#### SELECTED EXTRACT
## start

Motorcycle Accidents and Negligence in Georgia
In recent years the number of motorcycles sold in the United States has been on a steady rise. People who choose to ride motorcycles may explain the appeal as a feeling of more freedom and a better appreciation of one's surroundings. Of course, the same reasons that motorcycles are considered fun and exciting to riders also create certain risks that are unique to these vehicles. Motorcycles leave riders exposed in ways that they would not be in cars, they are smaller and not always as easy for others on the road to see, minor problems on the road create greater hazards to motorcyclists than to cars, and riding a motorcycle requires more skill than driving a car. All of these factors create a situation where motorcyclists are more likely to be seriously injured in the event of an accident. Motorcyclists are actually about 27 times more likely to die as the result of an accident than are individuals riding in cars. The severity of these incidents often leads to questions of legal liability. In the vast majority of vehicle accident or collision cases, the question of liability will come down to the theory of negligence.
Negligence cases involving motorcycles accidents
Negligence is a legal concept that involves the liable party failing to exercise the level of caution and care that a reasonable or prudent individual would offer under similar circumstances. If an individual is riding a motorcycle, and is injured by a person driving a car who was driving in a reckless or careless manner, that might be a scenario where the driver of the car was negligent and that driver would be found liable for the damage caused to the motorcyclist. This might be the case if a driver, by way of example, suddenly changed lanes without warning or properly looking in the other lane and hit a motorcycle in the process. Of course, many accidents are not the result of one person's failure to use proper care and caution, but rather the product of more than one person not exercising the amount of care that they should have. Sometimes, the injured motorcyclist might have also been negligent. This could be the case if the driver of the car changed lanes suddenly without properly signaling, but where the motorcyclist was also speeding and that the speed of the motorcycle played a role in the cause and severity of the collision.

## end

#### TASKS AND EXERCISES
(1) According to the text on motorcycle accidents and negligence, how much more likely are motorcyclists to die in an accident than people riding in cars?
(2) Pick up the text on motorcycle accidents and negligence after its final sentence and keep writing it.
The data that comes next isn't needed for anything here.

#### COLLECTED MATERIAL
## start

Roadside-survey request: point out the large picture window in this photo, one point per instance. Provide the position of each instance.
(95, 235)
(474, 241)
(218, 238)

## end

#### TASK-BY-TASK ANSWERS
(1) About 27 times more likely.

(2)
There are two legal approaches to negligence cases wherein the injured party's actions also played a part in the accident. These are termed contributory negligence and comparative negligence. In states where contributory negligence is used, if the injured motorcyclist was in any way at fault for his or her injury - even 1%, then the injured person would not be permitted to recover from the other party. However, in many states, including Georgia, comparative negligence is used. In these cases, the injured party's negligence would be weighed against the other party's negligence and percentages would be assigned to each party's actions. For instance, if the injured motorcyclist's claim was worth $100,000 according to a jury, but the other driver was found 80% responsible while the injured motorcyclist was found 20% responsible, the injured person would be able to collect $80,000. Georgia uses a modified comparative negligence system, in which plaintiff cannot make a personal injury claim if he or she is 50% at fault or more responsible for the accident.
If you or a loved one was injured in a motorcycle accident, you likely have many questions regarding your rights. Our attorneys at Montlick and Associates can examine the facts and circumstances of what happened and advise you on your legal rights as well as what steps are necessary to protect those rights.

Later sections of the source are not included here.